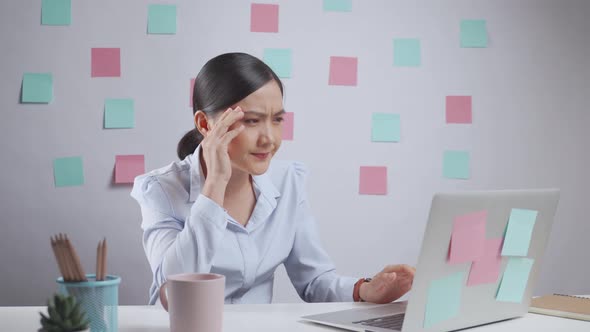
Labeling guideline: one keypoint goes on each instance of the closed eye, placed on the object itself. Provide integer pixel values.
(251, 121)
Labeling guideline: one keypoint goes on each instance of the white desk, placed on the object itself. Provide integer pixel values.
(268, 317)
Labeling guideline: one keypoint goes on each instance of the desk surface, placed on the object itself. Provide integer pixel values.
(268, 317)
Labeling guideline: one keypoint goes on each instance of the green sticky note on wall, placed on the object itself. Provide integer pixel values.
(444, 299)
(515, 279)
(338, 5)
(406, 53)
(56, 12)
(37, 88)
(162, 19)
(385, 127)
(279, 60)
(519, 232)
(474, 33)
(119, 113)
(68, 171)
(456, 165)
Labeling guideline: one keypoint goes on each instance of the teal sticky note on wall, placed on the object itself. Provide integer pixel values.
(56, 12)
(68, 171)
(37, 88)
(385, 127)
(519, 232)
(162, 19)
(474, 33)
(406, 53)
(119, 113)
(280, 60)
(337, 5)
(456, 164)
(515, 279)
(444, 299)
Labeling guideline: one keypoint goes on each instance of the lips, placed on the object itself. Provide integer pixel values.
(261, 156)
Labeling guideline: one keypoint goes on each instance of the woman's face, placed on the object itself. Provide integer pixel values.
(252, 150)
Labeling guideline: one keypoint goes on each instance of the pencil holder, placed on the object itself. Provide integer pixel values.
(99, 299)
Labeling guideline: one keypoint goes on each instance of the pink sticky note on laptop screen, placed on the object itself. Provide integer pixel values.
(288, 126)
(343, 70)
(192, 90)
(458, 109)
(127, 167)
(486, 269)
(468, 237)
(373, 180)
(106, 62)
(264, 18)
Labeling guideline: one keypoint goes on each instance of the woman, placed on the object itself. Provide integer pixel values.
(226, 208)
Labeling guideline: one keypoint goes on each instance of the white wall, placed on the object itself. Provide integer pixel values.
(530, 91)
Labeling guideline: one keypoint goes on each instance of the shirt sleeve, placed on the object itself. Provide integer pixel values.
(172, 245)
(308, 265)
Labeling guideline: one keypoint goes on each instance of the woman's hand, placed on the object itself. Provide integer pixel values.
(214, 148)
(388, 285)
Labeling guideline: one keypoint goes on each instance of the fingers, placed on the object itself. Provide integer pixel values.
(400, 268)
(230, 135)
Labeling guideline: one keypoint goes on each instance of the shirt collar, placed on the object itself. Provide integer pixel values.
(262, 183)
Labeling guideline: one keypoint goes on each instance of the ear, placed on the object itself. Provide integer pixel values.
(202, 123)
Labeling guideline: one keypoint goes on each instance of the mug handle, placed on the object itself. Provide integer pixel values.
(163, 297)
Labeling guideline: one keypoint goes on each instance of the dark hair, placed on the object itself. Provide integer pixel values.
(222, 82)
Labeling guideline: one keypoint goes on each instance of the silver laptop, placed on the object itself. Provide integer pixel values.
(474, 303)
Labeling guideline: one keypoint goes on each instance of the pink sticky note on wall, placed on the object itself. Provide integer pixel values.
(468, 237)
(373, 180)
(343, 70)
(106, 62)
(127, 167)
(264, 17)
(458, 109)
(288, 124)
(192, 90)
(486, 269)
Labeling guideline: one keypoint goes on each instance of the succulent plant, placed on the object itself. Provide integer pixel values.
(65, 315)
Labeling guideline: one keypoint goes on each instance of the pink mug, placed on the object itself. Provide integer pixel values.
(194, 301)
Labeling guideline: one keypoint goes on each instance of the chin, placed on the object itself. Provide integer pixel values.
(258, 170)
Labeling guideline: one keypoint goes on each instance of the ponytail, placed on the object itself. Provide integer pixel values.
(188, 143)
□ □ □
**Short problem**:
Rewrite the records as a Markdown table with the columns Row and Line, starting at the line containing "the chin, placed" and running through the end of the records, both ends included. Number each row and leave out blank lines.

**Task solution**:
| Row | Line |
|---|---|
| 1 | Labeling guideline: one keypoint goes on each instance of the chin, placed on the object itself. Provide integer pixel values. |
| 2 | (258, 170) |
| 3 | Labeling guideline: one keypoint goes on each instance of the ponytail, placed on the object itself. Provide integer pixel values. |
| 4 | (188, 143) |